## Data to process:
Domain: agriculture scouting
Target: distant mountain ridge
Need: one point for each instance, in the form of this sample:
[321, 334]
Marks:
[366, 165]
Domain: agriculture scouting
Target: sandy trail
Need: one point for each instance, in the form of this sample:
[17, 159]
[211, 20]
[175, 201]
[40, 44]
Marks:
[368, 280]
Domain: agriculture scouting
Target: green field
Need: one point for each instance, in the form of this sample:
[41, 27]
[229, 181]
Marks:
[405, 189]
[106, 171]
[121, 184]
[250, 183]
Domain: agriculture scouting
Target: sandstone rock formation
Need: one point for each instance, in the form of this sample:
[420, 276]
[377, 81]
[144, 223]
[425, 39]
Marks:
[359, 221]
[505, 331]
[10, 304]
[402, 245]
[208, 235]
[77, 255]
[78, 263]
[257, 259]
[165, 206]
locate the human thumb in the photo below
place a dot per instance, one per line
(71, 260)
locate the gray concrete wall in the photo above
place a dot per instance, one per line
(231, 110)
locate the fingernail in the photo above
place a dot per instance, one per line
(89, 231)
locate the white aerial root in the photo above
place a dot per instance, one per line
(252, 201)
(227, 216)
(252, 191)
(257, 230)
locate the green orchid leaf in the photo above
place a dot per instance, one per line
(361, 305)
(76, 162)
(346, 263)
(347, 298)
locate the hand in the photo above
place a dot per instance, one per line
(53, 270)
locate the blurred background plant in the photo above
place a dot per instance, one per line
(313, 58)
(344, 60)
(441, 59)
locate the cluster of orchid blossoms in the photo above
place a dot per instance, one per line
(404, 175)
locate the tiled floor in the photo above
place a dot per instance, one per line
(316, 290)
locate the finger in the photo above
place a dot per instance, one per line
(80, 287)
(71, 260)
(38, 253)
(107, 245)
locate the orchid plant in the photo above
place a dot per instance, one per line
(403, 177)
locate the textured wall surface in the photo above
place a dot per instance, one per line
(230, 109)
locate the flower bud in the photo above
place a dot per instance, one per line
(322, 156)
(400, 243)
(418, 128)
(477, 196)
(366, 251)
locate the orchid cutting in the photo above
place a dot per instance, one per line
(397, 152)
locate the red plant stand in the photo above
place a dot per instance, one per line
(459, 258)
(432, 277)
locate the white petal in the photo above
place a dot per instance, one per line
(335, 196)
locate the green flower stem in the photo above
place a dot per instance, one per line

## What is being asked:
Each line of the material above must be retyped precisely.

## Right answer:
Domain: agriculture scouting
Target: distant mountain ridge
Need: one point for each instance, in the form of this sample:
[321, 334]
Marks:
[366, 165]
Domain: agriculture scouting
Target: sandy trail
Need: one point for each instance, in the form of this sample:
[17, 159]
[211, 20]
[175, 201]
[40, 44]
Marks:
[368, 280]
Domain: agriculture scouting
Target: green field
Need: one point for each instance, in the form of this sample:
[41, 27]
[229, 181]
Marks:
[405, 189]
[106, 171]
[121, 184]
[250, 183]
Domain: agriculture scouting
Target: sandstone rock formation
Need: one point for each instance, in the form of this sample:
[420, 276]
[377, 81]
[144, 223]
[425, 39]
Marks:
[359, 221]
[505, 331]
[10, 304]
[402, 245]
[208, 235]
[77, 255]
[78, 263]
[257, 259]
[165, 206]
locate the human thumb in the photo below
place a dot per instance, one per line
(71, 260)
locate the gray concrete wall in the photo above
place a dot per instance, one per line
(231, 110)
locate the fingernail in the photo above
place a dot per instance, one per line
(89, 231)
locate the white aerial root in the photo above
place a dot per instance, one per line
(252, 201)
(227, 216)
(252, 191)
(257, 230)
locate the green orchid leaf in the photo above
place a dot per instance, one per line
(361, 305)
(76, 162)
(346, 263)
(347, 298)
locate the hand in the photo above
place a dot per instance, one per line
(53, 270)
locate the blurred background plant in the photo above
place a dot per instance, one per line
(313, 58)
(344, 60)
(441, 59)
locate the cluster of orchid blossoms in the photo above
place a dot per instance, one per line
(404, 175)
locate the tiled floor in the photo above
place a dot per instance, one per line
(316, 290)
locate the finger in the photo above
place a dot per instance, one per line
(80, 287)
(71, 260)
(38, 253)
(107, 245)
locate the orchid plant in the photo above
place a dot per instance, one per line
(403, 177)
locate the textured wall surface in the photo above
place a dot per instance, one per line
(230, 109)
locate the flower bud in the photo above
place a dot per instance, one per line
(322, 156)
(400, 243)
(418, 128)
(477, 196)
(366, 251)
locate the orchid cutting in the photo above
place a dot per instance, one per line
(397, 152)
locate the red plant stand in the photo above
place a dot per instance, one per line
(459, 258)
(432, 277)
locate the white petal in the photo above
place a dot per instance, one per line
(335, 196)
locate the green flower stem in the photo above
place a dot per instance, one per line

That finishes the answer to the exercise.